# Exercise instructions
Recast every line of the entries below as a Markdown table with the columns "Row" and "Line," numbering each row and omitting blank lines.
BEGIN Data for this task
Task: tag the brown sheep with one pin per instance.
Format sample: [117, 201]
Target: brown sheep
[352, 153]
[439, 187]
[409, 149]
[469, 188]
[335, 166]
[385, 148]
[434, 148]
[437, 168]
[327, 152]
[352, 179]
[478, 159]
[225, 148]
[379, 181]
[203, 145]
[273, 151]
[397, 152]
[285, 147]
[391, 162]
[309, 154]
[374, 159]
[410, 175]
END Data for this task
# Exercise result
| Row | Line |
|---|---|
| 1 | Task: tag the brown sheep with one pin per instance. |
| 2 | Format sample: [117, 201] |
| 3 | Target: brown sheep |
| 4 | [352, 153] |
| 5 | [439, 187] |
| 6 | [409, 149] |
| 7 | [469, 188] |
| 8 | [335, 166] |
| 9 | [385, 148] |
| 10 | [434, 148] |
| 11 | [437, 168] |
| 12 | [327, 152] |
| 13 | [352, 179] |
| 14 | [478, 159] |
| 15 | [225, 148] |
| 16 | [379, 181] |
| 17 | [203, 145] |
| 18 | [273, 151] |
| 19 | [397, 152] |
| 20 | [285, 147] |
| 21 | [391, 162] |
| 22 | [309, 154] |
| 23 | [374, 159] |
| 24 | [410, 175] |